[Dataset content]
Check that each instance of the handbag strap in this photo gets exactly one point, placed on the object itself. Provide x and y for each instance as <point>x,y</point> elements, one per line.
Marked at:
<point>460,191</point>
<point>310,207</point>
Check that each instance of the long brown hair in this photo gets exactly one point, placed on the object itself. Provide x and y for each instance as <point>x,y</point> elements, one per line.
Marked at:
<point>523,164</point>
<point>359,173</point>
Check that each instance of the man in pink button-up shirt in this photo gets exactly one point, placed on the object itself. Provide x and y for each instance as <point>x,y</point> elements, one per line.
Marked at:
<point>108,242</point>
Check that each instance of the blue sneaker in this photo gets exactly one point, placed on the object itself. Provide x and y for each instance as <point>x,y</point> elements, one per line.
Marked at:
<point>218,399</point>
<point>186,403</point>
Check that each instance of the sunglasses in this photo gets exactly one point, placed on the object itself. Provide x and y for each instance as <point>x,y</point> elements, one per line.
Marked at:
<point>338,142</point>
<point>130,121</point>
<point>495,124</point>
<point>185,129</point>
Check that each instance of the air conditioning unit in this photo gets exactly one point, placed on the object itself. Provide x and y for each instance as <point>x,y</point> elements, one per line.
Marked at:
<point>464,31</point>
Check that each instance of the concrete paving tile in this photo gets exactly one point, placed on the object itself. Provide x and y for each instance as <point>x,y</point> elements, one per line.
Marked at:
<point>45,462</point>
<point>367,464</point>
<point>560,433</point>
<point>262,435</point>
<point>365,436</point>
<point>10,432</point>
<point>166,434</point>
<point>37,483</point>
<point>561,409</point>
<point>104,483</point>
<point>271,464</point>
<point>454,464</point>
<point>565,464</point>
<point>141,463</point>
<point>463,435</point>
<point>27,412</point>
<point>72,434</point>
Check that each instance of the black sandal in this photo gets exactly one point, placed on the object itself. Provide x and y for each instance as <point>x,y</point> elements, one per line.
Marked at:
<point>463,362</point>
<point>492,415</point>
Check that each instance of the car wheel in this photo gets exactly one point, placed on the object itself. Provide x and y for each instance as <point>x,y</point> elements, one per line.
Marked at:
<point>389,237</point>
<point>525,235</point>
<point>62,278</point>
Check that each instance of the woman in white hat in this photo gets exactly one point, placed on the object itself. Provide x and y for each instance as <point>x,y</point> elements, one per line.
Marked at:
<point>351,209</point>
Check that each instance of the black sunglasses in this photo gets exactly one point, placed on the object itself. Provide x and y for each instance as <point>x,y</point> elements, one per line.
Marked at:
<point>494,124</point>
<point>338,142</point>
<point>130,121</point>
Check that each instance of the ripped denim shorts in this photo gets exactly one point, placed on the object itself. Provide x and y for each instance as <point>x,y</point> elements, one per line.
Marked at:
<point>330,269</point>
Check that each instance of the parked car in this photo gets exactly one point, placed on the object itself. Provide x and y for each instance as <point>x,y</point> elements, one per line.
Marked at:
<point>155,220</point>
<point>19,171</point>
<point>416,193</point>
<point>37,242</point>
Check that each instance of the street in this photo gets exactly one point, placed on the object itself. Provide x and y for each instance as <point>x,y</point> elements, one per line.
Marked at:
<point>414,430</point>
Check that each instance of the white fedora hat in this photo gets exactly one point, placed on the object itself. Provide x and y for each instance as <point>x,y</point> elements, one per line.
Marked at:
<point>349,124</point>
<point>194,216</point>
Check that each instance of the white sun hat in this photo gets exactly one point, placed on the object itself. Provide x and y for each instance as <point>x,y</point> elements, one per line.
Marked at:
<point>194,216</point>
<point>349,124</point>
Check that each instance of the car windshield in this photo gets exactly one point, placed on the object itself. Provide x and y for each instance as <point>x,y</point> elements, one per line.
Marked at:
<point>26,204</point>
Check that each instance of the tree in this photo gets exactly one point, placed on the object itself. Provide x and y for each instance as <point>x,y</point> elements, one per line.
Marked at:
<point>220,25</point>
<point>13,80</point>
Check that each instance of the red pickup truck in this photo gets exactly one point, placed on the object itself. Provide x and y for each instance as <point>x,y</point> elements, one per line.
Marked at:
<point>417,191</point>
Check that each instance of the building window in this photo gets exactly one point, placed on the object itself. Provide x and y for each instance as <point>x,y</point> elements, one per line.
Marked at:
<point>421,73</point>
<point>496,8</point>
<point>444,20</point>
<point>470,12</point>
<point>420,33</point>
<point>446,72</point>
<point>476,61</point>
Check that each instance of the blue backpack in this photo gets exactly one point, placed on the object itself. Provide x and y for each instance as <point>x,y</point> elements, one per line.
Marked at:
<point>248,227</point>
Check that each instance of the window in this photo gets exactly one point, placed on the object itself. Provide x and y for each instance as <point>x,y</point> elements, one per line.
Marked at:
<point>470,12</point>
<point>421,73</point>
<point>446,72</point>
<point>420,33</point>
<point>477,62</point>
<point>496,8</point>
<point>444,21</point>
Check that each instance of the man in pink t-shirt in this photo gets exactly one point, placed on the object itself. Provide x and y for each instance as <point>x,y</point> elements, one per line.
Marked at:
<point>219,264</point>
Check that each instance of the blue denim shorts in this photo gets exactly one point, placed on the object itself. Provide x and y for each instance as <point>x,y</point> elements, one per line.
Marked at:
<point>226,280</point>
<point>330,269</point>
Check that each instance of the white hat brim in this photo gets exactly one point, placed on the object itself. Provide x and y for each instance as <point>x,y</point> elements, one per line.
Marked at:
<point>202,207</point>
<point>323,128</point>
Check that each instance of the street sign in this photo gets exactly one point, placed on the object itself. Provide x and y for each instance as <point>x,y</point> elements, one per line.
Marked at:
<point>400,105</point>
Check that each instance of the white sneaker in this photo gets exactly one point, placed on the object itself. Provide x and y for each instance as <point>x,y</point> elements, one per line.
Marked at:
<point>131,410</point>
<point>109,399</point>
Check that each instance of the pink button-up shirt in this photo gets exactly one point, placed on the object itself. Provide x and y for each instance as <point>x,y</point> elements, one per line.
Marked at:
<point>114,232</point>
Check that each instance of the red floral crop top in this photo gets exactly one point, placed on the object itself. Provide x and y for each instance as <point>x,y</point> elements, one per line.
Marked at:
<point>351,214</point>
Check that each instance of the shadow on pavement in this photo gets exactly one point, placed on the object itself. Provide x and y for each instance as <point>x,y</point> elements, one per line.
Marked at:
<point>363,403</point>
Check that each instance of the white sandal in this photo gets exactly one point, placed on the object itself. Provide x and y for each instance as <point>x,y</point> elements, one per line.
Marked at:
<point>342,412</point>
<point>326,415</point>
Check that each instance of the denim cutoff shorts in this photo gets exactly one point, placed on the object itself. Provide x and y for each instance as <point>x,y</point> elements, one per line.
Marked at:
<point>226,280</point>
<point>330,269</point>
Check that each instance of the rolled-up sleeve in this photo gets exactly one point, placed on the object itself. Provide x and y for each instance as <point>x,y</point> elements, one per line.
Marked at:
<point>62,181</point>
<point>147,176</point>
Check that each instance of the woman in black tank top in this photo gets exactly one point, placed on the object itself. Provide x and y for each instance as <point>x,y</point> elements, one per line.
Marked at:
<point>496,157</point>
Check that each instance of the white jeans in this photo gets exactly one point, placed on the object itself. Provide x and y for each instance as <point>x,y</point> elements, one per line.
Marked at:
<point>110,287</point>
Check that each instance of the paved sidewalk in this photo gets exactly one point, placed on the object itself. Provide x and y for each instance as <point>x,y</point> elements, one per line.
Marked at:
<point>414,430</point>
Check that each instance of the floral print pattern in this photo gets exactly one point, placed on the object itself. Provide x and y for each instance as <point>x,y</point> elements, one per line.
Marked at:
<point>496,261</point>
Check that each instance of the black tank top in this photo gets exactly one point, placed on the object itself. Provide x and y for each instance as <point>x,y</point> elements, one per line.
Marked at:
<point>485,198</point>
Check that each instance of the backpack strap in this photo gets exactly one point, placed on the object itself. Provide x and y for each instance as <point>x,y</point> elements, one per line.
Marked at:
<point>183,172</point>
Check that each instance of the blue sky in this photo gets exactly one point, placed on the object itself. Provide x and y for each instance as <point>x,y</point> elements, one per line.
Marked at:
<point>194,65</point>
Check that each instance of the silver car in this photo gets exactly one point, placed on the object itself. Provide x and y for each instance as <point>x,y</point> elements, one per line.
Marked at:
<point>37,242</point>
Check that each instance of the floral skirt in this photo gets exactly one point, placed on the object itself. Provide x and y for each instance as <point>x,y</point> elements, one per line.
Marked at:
[/Dataset content]
Assignment →
From the line that has "Check that each instance of the car wheel" through the line that has "Check that each instance of the black sunglasses", copy every line exactly as it appears above, and leave out all others.

Solved problem →
Check that each instance of the car wheel in this photo gets exactly one point, placed on the object itself. Provide x and y for each instance as <point>x,y</point> elements, one per line.
Marked at:
<point>389,237</point>
<point>525,235</point>
<point>62,278</point>
Check that each instance of the woman in white hat in this photo gets exactly one point, placed on the object itself. Provide x and y for each instance as <point>x,y</point> elements, one per line.
Marked at:
<point>351,209</point>
Check that each instance of the black sunglasses in this photo gets exactly one point, placed on the object itself. Provide x and y for each instance as <point>x,y</point> elements, one per line.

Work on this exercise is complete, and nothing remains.